Problem description:
Which lines in the entries below contain the string "small"? Pick out and copy each of them, treating uppercase and lowercase as different.

Given data:
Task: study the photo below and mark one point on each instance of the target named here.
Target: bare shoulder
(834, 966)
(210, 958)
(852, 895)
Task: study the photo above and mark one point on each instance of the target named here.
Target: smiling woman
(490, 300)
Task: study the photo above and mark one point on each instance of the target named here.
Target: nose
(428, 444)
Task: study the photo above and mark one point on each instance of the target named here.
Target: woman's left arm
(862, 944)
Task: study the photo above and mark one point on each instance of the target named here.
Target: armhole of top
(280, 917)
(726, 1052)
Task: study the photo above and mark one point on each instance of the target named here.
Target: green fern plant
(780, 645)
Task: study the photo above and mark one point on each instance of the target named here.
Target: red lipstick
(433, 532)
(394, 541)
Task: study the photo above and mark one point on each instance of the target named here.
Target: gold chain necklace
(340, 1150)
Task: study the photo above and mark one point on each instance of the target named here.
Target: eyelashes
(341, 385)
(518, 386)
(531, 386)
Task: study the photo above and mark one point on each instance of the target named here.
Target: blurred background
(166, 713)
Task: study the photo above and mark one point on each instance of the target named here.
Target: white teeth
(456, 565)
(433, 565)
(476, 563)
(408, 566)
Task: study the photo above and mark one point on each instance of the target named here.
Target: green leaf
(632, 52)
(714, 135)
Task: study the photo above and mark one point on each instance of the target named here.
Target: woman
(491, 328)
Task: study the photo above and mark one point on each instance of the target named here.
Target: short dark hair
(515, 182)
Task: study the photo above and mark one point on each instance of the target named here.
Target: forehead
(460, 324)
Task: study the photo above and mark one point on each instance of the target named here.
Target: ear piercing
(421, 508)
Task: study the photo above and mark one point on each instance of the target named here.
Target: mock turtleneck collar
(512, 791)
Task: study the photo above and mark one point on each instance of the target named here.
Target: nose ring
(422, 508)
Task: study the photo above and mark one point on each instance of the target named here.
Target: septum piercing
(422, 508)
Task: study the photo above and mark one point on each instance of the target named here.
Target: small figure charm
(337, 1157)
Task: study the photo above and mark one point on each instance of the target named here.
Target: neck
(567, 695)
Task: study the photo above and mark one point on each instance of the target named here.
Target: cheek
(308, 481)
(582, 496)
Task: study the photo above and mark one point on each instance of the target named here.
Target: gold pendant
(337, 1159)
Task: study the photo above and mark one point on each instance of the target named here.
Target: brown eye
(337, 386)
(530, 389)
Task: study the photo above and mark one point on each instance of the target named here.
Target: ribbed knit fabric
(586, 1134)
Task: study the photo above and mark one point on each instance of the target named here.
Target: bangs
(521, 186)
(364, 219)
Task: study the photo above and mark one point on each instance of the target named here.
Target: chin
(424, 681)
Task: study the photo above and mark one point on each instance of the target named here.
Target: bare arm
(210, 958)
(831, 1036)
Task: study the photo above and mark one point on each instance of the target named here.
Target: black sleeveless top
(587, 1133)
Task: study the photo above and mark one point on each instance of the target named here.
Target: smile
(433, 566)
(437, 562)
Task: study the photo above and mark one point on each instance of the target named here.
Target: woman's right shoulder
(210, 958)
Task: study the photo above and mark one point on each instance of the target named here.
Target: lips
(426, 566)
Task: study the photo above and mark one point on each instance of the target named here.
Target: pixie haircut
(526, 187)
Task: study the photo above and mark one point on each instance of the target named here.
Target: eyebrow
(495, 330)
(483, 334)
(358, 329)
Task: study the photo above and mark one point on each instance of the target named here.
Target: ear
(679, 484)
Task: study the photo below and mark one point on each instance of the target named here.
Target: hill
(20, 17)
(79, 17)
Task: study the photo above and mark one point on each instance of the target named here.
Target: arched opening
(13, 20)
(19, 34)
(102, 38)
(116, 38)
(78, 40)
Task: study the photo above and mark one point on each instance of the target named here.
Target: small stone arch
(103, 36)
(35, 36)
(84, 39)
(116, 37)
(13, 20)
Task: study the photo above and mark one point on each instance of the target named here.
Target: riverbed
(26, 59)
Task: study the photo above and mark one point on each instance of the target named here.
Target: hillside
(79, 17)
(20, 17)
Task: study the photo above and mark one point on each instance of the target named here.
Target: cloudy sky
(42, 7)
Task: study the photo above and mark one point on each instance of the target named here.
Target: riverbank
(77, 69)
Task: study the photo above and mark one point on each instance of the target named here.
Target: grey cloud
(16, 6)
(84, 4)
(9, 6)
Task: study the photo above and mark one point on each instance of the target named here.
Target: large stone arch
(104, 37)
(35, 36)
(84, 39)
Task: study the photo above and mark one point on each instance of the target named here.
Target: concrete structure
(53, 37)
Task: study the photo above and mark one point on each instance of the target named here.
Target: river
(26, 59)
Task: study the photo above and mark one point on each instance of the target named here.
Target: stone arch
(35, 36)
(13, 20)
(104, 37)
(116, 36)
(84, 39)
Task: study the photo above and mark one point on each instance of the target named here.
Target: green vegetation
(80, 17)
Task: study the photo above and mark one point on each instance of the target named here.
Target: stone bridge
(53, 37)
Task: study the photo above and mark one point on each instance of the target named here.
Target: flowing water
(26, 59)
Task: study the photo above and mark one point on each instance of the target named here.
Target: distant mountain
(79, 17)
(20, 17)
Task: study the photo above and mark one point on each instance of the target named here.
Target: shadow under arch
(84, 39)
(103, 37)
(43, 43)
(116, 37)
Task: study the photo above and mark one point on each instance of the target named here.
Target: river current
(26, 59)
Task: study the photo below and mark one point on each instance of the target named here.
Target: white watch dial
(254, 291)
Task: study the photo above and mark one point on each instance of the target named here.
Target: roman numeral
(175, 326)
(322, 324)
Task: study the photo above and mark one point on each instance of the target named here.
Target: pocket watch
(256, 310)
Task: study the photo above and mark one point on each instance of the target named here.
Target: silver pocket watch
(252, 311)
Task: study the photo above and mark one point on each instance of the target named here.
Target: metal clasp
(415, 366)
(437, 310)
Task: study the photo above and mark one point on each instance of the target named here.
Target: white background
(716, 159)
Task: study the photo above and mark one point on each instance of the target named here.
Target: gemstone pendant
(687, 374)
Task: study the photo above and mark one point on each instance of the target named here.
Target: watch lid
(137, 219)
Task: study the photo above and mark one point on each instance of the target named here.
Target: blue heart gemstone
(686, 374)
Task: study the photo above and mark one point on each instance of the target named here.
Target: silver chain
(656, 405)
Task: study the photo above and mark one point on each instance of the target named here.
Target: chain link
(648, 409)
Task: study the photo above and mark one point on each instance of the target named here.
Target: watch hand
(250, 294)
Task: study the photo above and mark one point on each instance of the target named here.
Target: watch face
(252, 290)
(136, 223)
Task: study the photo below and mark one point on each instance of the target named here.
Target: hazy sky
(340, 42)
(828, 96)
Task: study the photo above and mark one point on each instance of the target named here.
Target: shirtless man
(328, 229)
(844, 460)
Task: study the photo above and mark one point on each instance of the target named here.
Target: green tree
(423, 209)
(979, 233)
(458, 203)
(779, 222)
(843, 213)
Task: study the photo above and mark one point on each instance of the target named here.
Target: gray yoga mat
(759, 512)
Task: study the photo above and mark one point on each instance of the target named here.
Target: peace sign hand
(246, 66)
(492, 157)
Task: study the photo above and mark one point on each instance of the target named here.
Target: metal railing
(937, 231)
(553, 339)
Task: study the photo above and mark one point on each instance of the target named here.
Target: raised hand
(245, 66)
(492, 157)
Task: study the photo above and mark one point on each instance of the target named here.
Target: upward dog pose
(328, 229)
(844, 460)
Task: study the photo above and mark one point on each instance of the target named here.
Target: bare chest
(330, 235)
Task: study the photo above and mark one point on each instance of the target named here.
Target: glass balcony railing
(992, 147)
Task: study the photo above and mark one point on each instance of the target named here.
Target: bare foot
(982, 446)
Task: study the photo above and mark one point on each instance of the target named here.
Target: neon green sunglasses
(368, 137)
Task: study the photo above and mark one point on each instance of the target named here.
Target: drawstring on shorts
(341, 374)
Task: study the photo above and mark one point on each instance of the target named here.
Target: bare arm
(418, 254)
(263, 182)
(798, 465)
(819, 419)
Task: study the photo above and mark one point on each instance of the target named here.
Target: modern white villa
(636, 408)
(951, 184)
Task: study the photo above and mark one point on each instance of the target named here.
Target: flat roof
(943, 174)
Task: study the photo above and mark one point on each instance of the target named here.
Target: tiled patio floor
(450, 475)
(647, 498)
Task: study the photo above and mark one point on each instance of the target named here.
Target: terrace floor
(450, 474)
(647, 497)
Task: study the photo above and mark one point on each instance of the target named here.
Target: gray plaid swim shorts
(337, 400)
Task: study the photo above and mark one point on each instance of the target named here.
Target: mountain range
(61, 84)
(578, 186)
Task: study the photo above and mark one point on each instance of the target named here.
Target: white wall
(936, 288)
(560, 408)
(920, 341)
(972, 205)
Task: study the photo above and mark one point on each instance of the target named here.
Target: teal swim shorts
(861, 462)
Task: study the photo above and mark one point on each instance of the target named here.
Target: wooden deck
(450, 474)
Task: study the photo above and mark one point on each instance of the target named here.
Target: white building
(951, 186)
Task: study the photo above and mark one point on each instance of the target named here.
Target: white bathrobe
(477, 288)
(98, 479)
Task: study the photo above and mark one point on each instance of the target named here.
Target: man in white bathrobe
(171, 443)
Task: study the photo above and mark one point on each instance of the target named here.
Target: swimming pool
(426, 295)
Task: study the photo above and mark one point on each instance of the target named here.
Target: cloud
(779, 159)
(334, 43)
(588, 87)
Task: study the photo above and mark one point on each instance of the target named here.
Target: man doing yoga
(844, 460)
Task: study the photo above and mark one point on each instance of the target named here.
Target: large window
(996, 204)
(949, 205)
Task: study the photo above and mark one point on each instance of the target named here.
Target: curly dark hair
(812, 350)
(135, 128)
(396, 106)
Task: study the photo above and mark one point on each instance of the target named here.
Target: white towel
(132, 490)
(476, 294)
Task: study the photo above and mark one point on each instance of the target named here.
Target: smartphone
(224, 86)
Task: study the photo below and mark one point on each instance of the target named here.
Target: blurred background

Exercise solution:
Target: small figure charm
Target: small stone arch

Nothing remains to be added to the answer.